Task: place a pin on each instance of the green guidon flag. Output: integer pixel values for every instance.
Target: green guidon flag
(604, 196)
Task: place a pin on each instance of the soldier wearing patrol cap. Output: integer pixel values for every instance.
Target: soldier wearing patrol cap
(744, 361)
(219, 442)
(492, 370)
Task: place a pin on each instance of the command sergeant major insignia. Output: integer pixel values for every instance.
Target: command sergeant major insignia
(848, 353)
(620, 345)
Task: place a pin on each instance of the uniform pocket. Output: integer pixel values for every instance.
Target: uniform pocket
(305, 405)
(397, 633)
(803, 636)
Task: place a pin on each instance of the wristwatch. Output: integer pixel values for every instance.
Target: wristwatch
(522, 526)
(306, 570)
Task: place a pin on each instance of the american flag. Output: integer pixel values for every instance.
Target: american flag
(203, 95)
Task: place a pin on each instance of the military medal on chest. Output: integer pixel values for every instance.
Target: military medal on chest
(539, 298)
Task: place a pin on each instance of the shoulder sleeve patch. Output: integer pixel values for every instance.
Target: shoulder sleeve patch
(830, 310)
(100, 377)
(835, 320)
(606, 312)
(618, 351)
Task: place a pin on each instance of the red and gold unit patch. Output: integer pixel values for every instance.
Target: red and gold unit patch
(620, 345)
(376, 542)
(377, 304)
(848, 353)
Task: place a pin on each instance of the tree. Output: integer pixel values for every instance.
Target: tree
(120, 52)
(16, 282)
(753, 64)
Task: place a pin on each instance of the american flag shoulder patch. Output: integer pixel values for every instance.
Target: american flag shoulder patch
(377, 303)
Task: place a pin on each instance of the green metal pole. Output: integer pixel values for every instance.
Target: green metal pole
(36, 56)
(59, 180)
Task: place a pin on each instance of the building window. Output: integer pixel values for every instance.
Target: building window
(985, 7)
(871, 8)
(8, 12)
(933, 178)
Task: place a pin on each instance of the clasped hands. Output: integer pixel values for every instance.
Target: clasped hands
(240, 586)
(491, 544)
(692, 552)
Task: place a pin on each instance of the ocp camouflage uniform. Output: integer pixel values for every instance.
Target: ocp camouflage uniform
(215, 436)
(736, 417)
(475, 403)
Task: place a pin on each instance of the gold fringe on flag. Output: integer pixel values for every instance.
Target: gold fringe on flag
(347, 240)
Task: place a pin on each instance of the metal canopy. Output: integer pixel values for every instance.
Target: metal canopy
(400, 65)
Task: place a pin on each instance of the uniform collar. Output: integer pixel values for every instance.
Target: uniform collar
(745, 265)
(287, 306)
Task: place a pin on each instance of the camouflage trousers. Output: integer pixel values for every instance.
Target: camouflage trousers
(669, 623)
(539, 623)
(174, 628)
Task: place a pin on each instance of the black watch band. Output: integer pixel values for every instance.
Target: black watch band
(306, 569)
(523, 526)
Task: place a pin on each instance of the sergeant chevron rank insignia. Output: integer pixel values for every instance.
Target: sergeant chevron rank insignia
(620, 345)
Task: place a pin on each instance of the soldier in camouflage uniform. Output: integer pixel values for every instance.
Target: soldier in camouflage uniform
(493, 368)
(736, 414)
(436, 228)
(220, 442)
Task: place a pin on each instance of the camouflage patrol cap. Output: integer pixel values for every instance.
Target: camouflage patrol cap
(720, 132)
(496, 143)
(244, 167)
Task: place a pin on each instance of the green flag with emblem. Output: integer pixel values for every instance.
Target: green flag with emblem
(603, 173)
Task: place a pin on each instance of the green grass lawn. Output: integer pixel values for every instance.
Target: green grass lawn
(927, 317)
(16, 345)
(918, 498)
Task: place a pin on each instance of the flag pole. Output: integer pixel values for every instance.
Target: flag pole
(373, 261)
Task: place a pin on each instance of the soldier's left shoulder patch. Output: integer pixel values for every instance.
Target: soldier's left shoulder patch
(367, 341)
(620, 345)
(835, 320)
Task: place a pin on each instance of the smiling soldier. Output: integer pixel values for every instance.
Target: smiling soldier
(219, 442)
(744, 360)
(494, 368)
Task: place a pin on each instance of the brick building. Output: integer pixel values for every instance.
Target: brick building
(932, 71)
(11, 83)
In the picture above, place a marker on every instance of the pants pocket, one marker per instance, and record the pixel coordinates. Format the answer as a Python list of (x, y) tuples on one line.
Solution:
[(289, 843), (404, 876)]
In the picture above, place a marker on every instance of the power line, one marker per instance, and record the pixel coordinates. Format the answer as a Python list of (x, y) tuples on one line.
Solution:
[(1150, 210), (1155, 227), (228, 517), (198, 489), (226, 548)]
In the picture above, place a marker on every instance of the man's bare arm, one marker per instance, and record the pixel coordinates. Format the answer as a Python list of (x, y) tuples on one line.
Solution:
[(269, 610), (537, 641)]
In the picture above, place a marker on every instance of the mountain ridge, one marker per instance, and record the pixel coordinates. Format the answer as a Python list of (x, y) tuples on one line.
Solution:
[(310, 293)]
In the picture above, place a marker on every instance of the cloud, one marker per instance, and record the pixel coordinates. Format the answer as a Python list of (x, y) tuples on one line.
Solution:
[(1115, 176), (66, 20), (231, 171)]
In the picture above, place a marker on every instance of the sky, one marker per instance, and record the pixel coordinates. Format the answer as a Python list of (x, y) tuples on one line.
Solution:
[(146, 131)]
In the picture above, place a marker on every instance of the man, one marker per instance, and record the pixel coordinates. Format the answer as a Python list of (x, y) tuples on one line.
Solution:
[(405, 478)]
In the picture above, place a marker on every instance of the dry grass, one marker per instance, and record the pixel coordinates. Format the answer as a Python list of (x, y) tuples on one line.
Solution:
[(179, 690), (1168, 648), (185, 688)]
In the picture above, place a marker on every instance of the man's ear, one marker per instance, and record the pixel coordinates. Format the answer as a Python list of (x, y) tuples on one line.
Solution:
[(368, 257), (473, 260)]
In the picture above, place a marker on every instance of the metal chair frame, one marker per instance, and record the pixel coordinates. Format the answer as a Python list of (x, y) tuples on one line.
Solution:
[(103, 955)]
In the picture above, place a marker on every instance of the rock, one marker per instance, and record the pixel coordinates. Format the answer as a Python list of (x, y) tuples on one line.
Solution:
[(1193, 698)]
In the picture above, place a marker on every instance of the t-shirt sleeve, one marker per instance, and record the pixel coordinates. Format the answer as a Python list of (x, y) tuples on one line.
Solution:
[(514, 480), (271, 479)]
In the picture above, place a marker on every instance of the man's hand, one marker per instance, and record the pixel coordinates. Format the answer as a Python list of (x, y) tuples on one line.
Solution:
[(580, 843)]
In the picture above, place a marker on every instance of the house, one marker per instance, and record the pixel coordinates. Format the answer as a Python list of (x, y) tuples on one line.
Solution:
******************************
Requirement.
Please copy the items again word for word, beginning at the line that contains "the man, one" and stopping after the line that contains "[(368, 257), (473, 260)]".

Full output.
In the picture above, place a marker on every instance of the man, one marker per instance, and record the pixel coordinates. Format the answer as a Python list of (x, y) tuples on one line.
Solution:
[(405, 478)]
In the picture above, place a marker on every instance of the dry grass, one marker per instance, and record the pixel coordinates. Format the answer as a Python list of (x, y) tuples on one line.
Solution:
[(179, 690), (1168, 648), (185, 688)]
In the picture above, place a marker on every instance of the man's ear, one marker per instance, and record the pixel coordinates. Format the answer as a Python list of (x, y) tuples on one line.
Solution:
[(368, 257), (473, 260)]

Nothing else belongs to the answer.